* [Exercise objective] When you reach the line in the data below that contains "Reviewer note: confirm that each instance of the frozen", please start repeating lines exactly, and stop after the line that contains "column 293, row 248", repeating nothing else.

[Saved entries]
########################################

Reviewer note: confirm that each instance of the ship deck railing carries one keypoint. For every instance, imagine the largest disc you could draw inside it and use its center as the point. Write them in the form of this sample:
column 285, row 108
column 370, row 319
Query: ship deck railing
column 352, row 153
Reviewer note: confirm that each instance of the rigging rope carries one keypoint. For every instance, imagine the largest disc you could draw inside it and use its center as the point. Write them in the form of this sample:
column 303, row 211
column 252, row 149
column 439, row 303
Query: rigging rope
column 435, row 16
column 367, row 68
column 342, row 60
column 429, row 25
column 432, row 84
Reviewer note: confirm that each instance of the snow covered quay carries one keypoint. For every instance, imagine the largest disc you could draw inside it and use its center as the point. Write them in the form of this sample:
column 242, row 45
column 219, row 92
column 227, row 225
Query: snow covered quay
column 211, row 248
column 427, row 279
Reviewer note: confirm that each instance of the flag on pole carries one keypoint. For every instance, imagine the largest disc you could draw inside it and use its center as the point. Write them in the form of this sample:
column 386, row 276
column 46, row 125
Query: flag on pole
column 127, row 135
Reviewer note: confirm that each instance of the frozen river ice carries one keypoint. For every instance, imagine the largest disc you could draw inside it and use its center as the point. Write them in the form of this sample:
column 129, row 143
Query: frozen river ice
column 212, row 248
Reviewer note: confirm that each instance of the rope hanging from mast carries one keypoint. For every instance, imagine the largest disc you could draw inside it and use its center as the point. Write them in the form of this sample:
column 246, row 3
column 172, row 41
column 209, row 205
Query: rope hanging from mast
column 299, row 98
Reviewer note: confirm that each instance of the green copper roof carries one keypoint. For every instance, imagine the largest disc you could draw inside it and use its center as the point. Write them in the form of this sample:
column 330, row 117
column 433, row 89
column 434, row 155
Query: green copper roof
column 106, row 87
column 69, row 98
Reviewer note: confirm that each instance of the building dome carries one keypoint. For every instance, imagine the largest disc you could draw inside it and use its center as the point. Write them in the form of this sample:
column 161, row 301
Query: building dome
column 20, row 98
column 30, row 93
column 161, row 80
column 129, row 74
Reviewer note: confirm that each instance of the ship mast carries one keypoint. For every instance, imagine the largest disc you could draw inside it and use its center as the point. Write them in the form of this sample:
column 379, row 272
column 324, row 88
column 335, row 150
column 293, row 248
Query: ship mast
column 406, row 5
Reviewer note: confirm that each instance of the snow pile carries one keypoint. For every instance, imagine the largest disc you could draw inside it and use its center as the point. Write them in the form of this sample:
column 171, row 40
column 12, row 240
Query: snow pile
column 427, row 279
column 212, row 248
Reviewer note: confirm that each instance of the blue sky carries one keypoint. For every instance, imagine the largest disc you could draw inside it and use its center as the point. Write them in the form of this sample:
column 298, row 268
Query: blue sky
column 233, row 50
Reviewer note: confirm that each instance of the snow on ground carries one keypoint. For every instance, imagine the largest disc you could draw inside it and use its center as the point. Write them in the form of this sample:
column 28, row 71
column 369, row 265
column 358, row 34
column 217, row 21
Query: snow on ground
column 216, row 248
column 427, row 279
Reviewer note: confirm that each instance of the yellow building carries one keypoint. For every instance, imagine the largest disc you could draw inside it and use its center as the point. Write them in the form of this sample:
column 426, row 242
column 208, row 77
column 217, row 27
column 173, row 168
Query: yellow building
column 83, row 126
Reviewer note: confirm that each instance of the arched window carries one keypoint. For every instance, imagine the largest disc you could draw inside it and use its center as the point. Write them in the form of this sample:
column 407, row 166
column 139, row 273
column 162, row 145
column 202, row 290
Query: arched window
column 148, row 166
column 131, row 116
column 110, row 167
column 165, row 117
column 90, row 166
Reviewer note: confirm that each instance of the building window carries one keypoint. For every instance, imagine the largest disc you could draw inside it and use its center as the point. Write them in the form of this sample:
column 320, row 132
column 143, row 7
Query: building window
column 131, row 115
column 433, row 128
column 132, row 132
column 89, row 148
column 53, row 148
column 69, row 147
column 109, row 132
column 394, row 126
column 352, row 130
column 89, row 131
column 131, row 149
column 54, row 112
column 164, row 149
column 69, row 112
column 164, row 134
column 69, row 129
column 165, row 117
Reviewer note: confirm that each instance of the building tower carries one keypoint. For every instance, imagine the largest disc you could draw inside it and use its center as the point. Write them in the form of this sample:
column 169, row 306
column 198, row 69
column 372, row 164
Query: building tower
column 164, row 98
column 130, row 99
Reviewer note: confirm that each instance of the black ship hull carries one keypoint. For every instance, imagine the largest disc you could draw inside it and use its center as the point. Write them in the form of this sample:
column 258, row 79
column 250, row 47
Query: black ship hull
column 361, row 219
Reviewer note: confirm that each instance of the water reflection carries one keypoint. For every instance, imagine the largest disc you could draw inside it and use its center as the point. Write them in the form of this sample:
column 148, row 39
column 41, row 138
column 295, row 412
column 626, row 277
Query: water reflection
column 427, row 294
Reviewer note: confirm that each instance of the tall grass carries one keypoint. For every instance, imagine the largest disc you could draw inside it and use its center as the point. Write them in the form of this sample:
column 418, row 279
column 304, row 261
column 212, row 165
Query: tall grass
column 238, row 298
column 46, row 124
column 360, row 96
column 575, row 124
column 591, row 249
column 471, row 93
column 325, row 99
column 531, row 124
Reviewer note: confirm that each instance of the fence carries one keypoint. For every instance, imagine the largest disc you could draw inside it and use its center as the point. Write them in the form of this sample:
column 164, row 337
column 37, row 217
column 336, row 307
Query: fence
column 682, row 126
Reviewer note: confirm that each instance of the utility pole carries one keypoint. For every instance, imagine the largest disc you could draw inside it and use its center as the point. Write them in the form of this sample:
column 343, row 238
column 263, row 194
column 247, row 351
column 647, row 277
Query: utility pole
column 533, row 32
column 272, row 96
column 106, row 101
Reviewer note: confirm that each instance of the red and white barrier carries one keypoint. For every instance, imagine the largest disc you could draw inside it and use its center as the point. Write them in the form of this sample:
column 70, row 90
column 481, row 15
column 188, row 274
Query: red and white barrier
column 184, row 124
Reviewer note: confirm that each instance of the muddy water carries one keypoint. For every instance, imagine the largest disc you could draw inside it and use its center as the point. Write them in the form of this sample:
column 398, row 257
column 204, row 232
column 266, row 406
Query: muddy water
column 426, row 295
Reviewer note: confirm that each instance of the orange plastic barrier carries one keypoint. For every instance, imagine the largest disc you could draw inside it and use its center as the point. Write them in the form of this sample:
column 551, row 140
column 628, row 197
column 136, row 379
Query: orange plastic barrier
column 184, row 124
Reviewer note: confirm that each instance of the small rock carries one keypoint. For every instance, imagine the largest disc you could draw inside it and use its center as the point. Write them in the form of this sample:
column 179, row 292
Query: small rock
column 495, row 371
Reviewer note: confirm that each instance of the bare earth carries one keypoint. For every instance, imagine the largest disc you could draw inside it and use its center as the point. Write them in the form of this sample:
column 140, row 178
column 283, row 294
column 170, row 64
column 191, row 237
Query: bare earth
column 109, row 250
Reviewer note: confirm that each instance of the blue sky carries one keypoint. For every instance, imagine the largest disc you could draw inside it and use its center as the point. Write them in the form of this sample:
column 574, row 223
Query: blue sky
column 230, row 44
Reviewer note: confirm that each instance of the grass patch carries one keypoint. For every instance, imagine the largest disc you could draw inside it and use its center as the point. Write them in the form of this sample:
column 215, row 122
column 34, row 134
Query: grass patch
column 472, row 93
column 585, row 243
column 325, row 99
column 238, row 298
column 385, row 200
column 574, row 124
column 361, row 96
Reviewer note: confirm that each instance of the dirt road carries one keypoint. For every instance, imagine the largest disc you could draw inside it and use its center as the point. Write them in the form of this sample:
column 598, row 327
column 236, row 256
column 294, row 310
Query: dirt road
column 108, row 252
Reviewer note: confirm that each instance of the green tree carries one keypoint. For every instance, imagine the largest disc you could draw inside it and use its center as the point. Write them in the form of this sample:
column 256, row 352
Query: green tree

########################################

* [Response for this exercise]
Reviewer note: confirm that each instance of the frozen river ice carries one keypoint. For every instance, imagine the largest disc you could draw inside it and use its center as the point. Write them in the form of this sample:
column 129, row 143
Query: frozen river ice
column 212, row 248
Reviewer note: confirm that each instance of the rope hanging from mast carries one keypoint. For every instance, imagine the largest disc you could draw inside it and use its center as the point. Write them in the form of this sample:
column 246, row 3
column 172, row 41
column 209, row 205
Query: rope hanging from mast
column 299, row 98
Reviewer note: confirm that each instance of the green copper roof carries one keypoint. For every instance, imagine the largest disc you could draw inside it and use its center as the point. Write them in the form of this sample:
column 330, row 117
column 433, row 89
column 434, row 155
Query: green copper roof
column 106, row 87
column 69, row 98
Reviewer note: confirm that each instance of the building dome carries one keypoint. For every instance, imagine the largest disc you could draw inside it and use its center as the point. Write them in the form of this sample:
column 161, row 301
Query: building dome
column 20, row 98
column 30, row 93
column 161, row 80
column 129, row 74
Reviewer note: confirm that each instance of the ship mast carries one keypoint. For every instance, imagine the largest disc you could draw inside it and use its center as the point. Write them in the form of this sample:
column 379, row 272
column 324, row 88
column 335, row 150
column 293, row 248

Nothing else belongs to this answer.